§ **Aufgaben**:
**1.** Zum wievielten Mal laden Hans-Günther Pölitz und Lothar Bölck laut dem Lesetext in dieser Form zu ihrem Kabarettabend ein?
**2.** Gib aus dem Lesetext wörtlich die Stelle wieder, die mit „Zwei Herren in“ anfängt und mit „Angst machen kann.“ aufhört.

§ **Lesetext**:

+---+

Und sucht uns nicht in der Führung
In der "Zwickmühle"
Zwei Herren in den „besten" Jahren laden ein zu einer kabarettistischen Abendunterhaltung. Sie – Hans-Günther Pölitz und Lothar Bölck – tun es in dieser Form bereits zum 5.Mal und allein diese Tatsache verspricht ein Feuerwerk der Politsatire, eine in dieser brillanten Form nirgendwo in Deutschlands Kabarettlandschaft so perfekt dargebotene Wortakrobatik, eine mit Intelligenz und politischem Scharfsinn vorgenommene überaus aktuelle Zustandsbeschreibung einer Republik, die „führungslos" mit der AGENDA 2010 in eine Zukunft stolpert. Eine Zukunft, die sehr, sehr schwarz aussieht. So schwarz, dass der bitter-böse, schwarze Humor auch Angst machen kann.

+---+

§ **Ausgangsdaten**:
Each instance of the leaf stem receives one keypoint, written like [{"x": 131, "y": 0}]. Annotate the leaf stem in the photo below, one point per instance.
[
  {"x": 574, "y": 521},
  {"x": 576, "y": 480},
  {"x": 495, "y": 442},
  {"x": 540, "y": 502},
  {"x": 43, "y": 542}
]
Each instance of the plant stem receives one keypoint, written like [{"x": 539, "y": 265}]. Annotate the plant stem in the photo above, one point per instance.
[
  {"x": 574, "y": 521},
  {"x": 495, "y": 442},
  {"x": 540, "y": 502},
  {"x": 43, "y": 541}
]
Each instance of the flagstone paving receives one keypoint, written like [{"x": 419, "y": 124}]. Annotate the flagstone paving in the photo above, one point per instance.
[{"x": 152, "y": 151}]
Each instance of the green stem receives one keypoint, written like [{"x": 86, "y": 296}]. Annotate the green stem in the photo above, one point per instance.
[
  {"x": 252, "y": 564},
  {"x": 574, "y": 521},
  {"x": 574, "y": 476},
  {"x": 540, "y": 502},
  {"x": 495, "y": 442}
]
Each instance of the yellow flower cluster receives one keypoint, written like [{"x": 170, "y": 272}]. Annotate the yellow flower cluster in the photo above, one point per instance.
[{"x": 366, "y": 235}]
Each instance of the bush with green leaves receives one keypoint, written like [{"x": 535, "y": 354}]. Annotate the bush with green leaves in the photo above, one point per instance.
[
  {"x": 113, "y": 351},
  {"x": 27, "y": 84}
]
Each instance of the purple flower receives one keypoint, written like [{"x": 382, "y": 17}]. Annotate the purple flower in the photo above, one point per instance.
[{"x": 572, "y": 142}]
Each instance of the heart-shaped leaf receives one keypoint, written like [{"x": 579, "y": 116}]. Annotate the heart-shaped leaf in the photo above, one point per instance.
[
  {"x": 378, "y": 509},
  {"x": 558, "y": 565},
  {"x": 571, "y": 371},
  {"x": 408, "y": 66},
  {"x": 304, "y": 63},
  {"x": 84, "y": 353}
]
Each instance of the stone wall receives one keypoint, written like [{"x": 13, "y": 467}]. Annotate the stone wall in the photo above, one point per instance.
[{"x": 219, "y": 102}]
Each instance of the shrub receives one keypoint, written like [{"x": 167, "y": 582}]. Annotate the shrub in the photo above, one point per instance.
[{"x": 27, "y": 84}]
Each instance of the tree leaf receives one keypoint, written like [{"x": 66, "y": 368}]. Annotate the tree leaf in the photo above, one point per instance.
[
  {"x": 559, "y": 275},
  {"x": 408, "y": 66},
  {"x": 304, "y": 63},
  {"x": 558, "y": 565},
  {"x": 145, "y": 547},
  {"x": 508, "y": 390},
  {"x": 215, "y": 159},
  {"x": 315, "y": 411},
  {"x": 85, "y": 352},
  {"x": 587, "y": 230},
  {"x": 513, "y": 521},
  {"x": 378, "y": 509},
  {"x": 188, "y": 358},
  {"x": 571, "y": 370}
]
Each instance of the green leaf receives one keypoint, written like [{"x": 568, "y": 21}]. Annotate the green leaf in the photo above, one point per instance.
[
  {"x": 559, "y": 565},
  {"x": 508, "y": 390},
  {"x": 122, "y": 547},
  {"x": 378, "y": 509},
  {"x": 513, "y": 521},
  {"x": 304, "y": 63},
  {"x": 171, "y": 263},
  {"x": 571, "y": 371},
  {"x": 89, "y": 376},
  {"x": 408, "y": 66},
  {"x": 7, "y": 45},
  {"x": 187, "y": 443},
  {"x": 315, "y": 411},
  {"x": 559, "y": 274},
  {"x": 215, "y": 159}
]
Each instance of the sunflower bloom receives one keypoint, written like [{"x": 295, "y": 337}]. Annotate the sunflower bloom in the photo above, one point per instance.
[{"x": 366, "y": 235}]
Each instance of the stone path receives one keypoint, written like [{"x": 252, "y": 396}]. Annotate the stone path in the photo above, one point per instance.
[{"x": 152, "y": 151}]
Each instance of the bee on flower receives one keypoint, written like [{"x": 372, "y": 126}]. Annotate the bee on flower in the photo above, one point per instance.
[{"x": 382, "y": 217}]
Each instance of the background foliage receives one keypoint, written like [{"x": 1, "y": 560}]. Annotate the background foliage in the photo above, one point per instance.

+---+

§ **Antworten**:
**1.** Zum fünften Mal.

**2.**
Zwei Herren in den „besten" Jahren laden ein zu einer kabarettistischen Abendunterhaltung. Sie – Hans-Günther Pölitz und Lothar Bölck – tun es in dieser Form bereits zum 5.Mal und allein diese Tatsache verspricht ein Feuerwerk der Politsatire, eine in dieser brillanten Form nirgendwo in Deutschlands Kabarettlandschaft so perfekt dargebotene Wortakrobatik, eine mit Intelligenz und politischem Scharfsinn vorgenommene überaus aktuelle Zustandsbeschreibung einer Republik, die „führungslos" mit der AGENDA 2010 in eine Zukunft stolpert. Eine Zukunft, die sehr, sehr schwarz aussieht. So schwarz, dass der bitter-böse, schwarze Humor auch Angst machen kann.